The unions have blamed their losses on the company requiring workers to attend meetings where management talked against joining unions. The company reportedly warned that a union may not be able to negotiate any better of a deal than the workers have now, but would likely make things between the workers and management more combative. Unions are, after all, prone to conflict.

To labor activists such “captive audience” mandatory meetings constitute union-busting. National Labor Relations Board General Counsel Jennifer Abruzzo has asked the full board to outlaw the practice. (The board has thus far not acted on her request.) Congressional Democrats have tried to get rid of them too. The pro-union Protecting the Right to Organize Act would prohibit companies from making the meetings mandatory. The legislation has stalled in the Senate.

There is no good reason why managers shouldn’t be able to make a pitch to workers just like union activists. Collective bargaining is—or at least ought to be—the workers’ choice. They should be able to hear from all sides before they decide.

The meetings frustrate union activists because the company’s arguments often resonate with workers. “Having a union come in and disturb the communication we have with leadership; why have that?” Albany worker Yari Reyes told The Wall Street Journal after last week’s vote. “Bringing a union in would have just divided us more.”

“If anything, I’m concerned a union will take money out of my paycheck,” Dionte Whitehead, another Albany worker, told CNBC. “A union isn’t good for Amazon.”

Notably, there are different rules for the rhetoric that unions can use in these situations. Under the National Labor Relations Act (NLRA), union activists are given leeway to describe the company or management in harsh terms. It is just understood that union activists’ rhetoric can sometimes get heated. Amazon was forced by the National Labor Relations Board to rehire a worker and union activist it had fired earlier this year because the worker had called a female coworker a series of expletives after she expressed annoyance with his activism. The board determined that the fired workers’ comments were nevertheless protected activities under the NLRA.

Management, by contrast, cannot say anything that could “interfere with, restrain, or coerce employees in the exercise of the rights” they have under the NLRA. Management doesn’t have to intend to violate workers’ rights either. If a worker can reasonably construe something management said or did as a threat, regardless of the employer’s intent, that’s a violation. Employers therefore have to walk a very narrow line.

**TASKS TO COMPLETE**:
**a.** Transcribe the article on captive audience meetings from "The unions have" to "in the Senate.".
**b.** According to the article on captive audience meetings, who asked the full National Labor Relations Board to outlaw the practice?
**c.** Write the next part of the article on captive audience meetings, beginning after its final sentence.

[Stored data entries]
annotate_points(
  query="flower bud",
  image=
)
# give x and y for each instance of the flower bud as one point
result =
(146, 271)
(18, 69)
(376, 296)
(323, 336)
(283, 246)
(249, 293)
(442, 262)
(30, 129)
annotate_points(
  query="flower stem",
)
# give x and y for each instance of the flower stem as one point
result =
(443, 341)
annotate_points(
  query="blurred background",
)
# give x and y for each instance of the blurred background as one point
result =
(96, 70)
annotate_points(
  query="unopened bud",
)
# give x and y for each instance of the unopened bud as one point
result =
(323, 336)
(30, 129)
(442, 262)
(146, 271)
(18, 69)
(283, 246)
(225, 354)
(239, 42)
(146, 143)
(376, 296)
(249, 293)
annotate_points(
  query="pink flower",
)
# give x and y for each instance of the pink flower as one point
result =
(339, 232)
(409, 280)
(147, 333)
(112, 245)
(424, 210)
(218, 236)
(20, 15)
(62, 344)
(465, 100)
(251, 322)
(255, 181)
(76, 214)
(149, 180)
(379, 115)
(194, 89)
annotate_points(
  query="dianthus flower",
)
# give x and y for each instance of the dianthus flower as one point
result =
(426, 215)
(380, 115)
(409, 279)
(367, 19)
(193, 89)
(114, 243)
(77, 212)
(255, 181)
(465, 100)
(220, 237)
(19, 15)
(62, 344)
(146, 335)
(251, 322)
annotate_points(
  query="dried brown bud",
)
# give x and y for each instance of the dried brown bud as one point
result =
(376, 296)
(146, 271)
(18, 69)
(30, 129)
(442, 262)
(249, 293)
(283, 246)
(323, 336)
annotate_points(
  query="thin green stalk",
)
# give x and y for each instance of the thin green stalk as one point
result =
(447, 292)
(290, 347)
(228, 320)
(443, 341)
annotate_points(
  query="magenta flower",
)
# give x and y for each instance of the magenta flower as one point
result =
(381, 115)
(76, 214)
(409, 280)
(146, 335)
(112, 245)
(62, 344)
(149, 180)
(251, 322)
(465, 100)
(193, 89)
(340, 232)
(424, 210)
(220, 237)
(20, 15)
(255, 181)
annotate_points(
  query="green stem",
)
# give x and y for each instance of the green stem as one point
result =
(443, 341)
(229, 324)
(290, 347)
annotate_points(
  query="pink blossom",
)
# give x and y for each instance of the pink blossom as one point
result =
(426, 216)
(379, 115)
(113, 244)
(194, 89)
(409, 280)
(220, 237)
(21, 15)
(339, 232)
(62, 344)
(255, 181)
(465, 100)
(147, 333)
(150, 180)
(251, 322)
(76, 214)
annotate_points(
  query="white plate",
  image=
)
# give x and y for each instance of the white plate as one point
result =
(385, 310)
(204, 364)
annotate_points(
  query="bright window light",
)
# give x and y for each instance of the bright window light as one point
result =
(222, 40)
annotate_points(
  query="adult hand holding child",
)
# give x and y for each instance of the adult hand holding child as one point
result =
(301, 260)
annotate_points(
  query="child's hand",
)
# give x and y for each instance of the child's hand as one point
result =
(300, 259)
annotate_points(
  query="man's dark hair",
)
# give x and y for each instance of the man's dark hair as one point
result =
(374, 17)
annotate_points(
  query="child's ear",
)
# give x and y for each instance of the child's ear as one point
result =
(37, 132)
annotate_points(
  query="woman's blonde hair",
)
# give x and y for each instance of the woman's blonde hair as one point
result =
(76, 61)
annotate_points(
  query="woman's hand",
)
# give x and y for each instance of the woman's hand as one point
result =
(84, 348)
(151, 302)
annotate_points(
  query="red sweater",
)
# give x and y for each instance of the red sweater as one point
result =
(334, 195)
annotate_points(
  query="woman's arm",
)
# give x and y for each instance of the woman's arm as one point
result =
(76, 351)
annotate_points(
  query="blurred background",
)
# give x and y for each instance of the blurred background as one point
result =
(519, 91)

**ANSWERS TO EACH TASK**:
**a.**
The unions have blamed their losses on the company requiring workers to attend meetings where management talked against joining unions. The company reportedly warned that a union may not be able to negotiate any better of a deal than the workers have now, but would likely make things between the workers and management more combative. Unions are, after all, prone to conflict.

To labor activists such “captive audience” mandatory meetings constitute union-busting. National Labor Relations Board General Counsel Jennifer Abruzzo has asked the full board to outlaw the practice. (The board has thus far not acted on her request.) Congressional Democrats have tried to get rid of them too. The pro-union Protecting the Right to Organize Act would prohibit companies from making the meetings mandatory. The legislation has stalled in the Senate.

**b.** National Labor Relations Board General Counsel Jennifer Abruzzo asked the full board to outlaw it.

**c.**
Earlier this year, union activists surreptitiously recorded one of the Amazon meetings and posted the recording online. The recording revealed two Amazon representatives warning workers that having unions might “disrupt the direct relationship between Amazon and our associates” and that workers might find themselves with reduced benefits and higher health care premiums, according to the website LaborLab. That was apparently as far as it got.

Some union activists boasted that they had turned the meetings to their advantage by crashing the events and challenging the Amazon representatives’ claims. “People pushed back against the anti-union narrative so much they sometimes had to end sessions early, due to workers who weren’t even on the organizing committee in a peripheral way. That’s why we were confident,” activist Justine Medina told In These Times in April.

Yet, these meetings are often the only way for workers to get information about what collective bargaining means for them that doesn’t come directly from labor activists. The fact that companies like Amazon make worker attendance at the meetings mandatory is problematic, since that limits the worker’s own autonomy, but the NLRA also limits the rights of individual workers in several ways that benefit unions. As long as that remains the case, some balance is needed. Letting a company talk to its own workers is pretty minor as such limits go.